:: RECORD EXTRACTS ::

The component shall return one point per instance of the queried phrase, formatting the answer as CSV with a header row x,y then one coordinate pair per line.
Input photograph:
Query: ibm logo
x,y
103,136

:: TASK STATEMENT ::
Exact copies of all the entries above are required.

:: WRITTEN ANSWER ::
The component shall return one point per instance of the queried phrase, formatting the answer as CSV with a header row x,y then one coordinate pair per line.
Input photograph:
Query: ibm logo
x,y
103,136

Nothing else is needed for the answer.